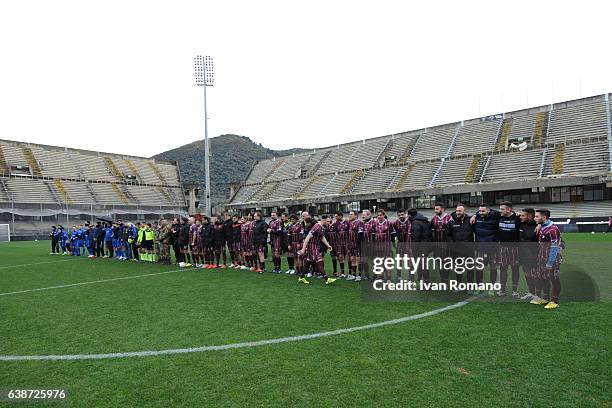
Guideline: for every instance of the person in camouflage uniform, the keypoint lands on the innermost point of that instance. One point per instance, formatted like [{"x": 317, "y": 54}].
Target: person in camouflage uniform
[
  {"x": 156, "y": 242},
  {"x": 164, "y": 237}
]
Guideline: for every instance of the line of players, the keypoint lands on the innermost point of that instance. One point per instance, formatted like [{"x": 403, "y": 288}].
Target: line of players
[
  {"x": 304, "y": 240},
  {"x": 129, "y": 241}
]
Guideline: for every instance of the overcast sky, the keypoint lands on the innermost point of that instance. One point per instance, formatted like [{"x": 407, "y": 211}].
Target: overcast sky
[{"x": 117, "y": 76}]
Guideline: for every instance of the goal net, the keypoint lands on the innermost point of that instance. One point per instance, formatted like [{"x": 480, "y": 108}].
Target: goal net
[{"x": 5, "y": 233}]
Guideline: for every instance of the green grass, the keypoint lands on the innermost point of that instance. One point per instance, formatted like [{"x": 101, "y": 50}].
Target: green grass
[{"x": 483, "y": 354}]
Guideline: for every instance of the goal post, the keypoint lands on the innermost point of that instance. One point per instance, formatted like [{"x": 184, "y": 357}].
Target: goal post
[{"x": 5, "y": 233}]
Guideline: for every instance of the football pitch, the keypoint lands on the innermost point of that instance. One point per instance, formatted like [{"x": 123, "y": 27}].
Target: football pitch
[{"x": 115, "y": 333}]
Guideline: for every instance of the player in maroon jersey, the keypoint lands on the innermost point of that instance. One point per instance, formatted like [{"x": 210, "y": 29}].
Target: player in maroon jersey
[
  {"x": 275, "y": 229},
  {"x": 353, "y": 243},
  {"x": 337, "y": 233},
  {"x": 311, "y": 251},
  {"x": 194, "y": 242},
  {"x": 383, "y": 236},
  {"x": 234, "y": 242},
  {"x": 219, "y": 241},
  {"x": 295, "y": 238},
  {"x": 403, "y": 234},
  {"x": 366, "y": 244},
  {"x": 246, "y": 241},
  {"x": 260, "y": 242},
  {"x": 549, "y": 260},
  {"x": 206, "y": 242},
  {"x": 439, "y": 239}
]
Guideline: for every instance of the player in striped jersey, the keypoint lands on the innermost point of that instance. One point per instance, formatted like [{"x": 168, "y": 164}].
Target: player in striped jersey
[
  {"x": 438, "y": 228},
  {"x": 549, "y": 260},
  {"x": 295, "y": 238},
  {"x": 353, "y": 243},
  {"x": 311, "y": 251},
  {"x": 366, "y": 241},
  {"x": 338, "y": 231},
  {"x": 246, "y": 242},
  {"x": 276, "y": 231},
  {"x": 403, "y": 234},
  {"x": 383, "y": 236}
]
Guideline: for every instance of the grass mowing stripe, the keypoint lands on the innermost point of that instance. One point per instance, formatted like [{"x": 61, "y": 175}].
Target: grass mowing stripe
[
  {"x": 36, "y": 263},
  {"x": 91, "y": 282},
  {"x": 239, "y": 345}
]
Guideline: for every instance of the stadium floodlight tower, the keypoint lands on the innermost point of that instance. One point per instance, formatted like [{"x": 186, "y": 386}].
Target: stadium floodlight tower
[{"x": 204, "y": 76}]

* * *

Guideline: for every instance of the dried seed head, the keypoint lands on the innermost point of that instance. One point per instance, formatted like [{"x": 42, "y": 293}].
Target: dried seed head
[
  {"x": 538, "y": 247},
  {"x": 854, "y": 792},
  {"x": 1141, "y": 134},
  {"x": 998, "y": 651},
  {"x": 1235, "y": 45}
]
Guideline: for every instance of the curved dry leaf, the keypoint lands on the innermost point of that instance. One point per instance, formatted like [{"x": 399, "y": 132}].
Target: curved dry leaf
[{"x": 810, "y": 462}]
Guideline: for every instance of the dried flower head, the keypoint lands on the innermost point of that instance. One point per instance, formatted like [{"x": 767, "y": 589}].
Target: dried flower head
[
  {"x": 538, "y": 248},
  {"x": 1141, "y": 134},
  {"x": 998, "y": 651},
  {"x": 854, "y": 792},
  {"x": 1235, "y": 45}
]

What is required:
Count the lines of data above that contain the word "jersey", and reply with only that number.

Answer:
4